# [Belge bölümü]

__________________________________________________

>İki seçenek kaldı: AKP-MHP ve
AKP-CHP.. Her ikisi de mümkün, ama en olası koalisyon hangisi? Veya yanıt, hiçbiri, Meclis’in feshi ve yeni seçim
mi? 45 gün var. Bu süre içinde bir hükümet kurabilirse, hangi koşullarda ve
hangi kriterlere göre ve kimlerle kurulacak? Bu soruya yanıt verebilirsek, daha
doğru bir kestirimde bulunabilir miyiz?
Olabilir, deneyelim.
Suriye
ve “Kürt koridoru”
Türkiye’nin içinde bulunduğu iki güncel
ve önemli sorun var. İlki, Suriye’nin
parçalanmasının hızlanması ve Suriye komşuluğunun yerini Suriye Kürdistanı komşuluğunun alması.
ABD IŞİD’i bombalıyor, PYD/ PKK silahlı güçleri ilerliyor. Çok sözü edilen bir
“Kürt koridoru” kısmen gerçekleşti.
Akdeniz’e açılan topraklarda yaşayan Arap
vb nüfusun şu veya bu şekilde Kürtlerin denetimine alınması/girmesi/verilmesi
durumunda, bu koridor denizle, Akdeniz’le buluşacak. Güneydoğu Anadolu ile
Suriye tarafının kucaklaşmasının önünde “bir fiziksel sınır” kalacak. Ruh,
inanç, kültür ve etnik birliğin karşısında bir telörgünün ne kadar dayanır?!
Ankara’nın eteği tutuşmuş durumda. O
Ankara ki, Suriye’de 3 yıldır iç savaşı körükleyerek güçsüz bir “merkezi
yönetim”in (Esad iktidarı) oluşması kafasızlığını gösterdi. Suriye’ye egemen
olabileceği ve “Kürt ilerleyişini engelleyebileceği” gibi bir hayalle, dünyanın
büyük nefretini kazanmış IŞİD desteklendi.
Oysa ABD ve Batı, IŞİD’i her durumda
kapana kıstırmaya kararlı. Kürtler bu konuda ön cephedeler, yolları açılıyor ve
ilerliyorlar. IŞİD “hapsedilince”, savaş meydanının galibi ve pay sahibi kim
olur?! Ankara bu duruma karşıysa, tek yapacağı, Esad yönetiminin ülkeye egemen
olmasına destek vermekti.
Irak ve Suriye (diğerleri sonra)
mezheplere ve etnisitelere dayalı devlet yapılarına dönüşecek yeni bir
haritanın ilk kurbanları durumunda. Türkiye’nin Güneydoğusu bu çerçevede,
Ankara için “öncelikli güvenlik sorunu”
olarak gözüküyor.

__________________________________________________

# [Gösterilen veriler]
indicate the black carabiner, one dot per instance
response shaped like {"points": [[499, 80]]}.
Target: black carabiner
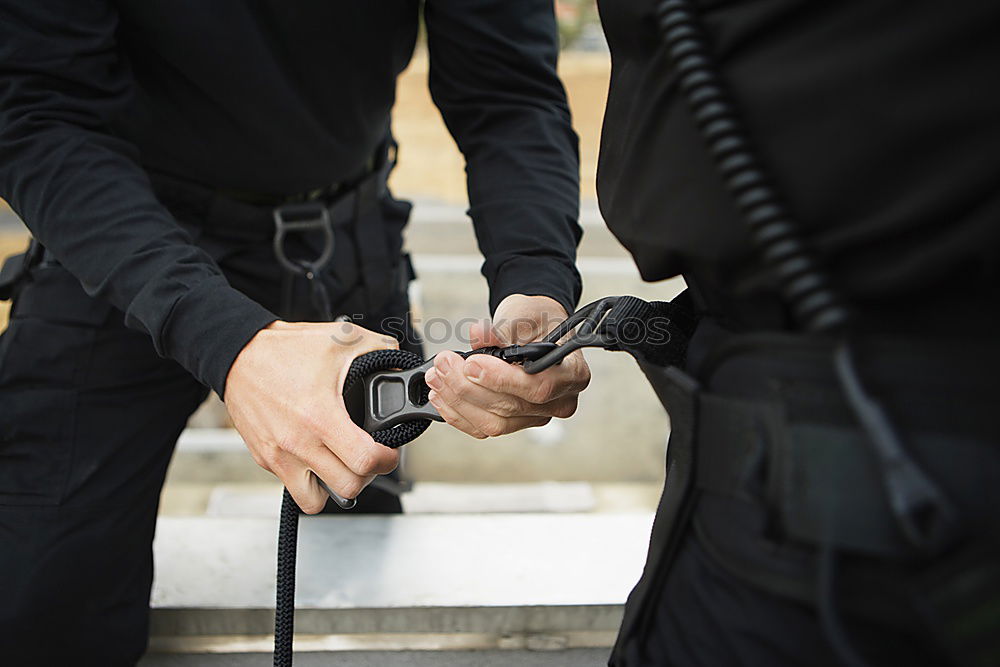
{"points": [[306, 217]]}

__________________________________________________

# [Verilen görev A]
Koalisyon ve Suriye üzerine yazıda kısaltmayla anılan siyasi partileri ve örgütleri sırala, ülkeleri dahil etme.
# [Verilen görev B]
Koalisyon ve Suriye üzerine yazıyı son cümlesinden sonra devam ettirerek yaz.
Veriler bu işte hiçbir rol oynamaz.

# [Beklenen yanıt A]
AKP, MHP, CHP, IŞİD, PYD, PKK

# [Beklenen yanıt B]
Çözüm
Süreci başlar mı başlamaz mı
RTE, denetlediği Kürt oylarının önemli
ölçüde HDP’ye kaçtığını gördüğü için seçim öncesi “masayı devirdi”. Yeniden
nasıl kurar, belli değil. Yazmıştım: “AKP, eh,
Kürt seçmenler de benden gittiğine göre, MHP ile koalisyonun bu açıdan bir
sakıncası kalmadı” diyebilir. Yukarıda betimlediğim Suriye’deki gelişmeler
Türkiye’nin önlem alması gereken bir numaralı sorunu olarak algılanıyorsa
RTE/AKP tarafından, MHP ile koalisyon kurar.
MHP, CHP’den kaçıyor, “başbakanlık
rüşveti”ni bile reddediyor, çünkü tek amacı var: Çözüm Sürecini koalisyonla
AKP’ye bitirtmek. Bahçeli, “Türkiye’nin başındaki büyük tehlike” gerekçesiyle,
öne sürdüğü bazı şart ve isteklerinden geri çekilerek, hükümet olmaya hazır. Bu,
“üniter birliği” korumayı en önemli sorun olarak gören Ordu’nun da görüşüdür.
Öncelikle bir güvenlik koalisyonu.
MHP yine de AKP’yi sıkıştıracaktır.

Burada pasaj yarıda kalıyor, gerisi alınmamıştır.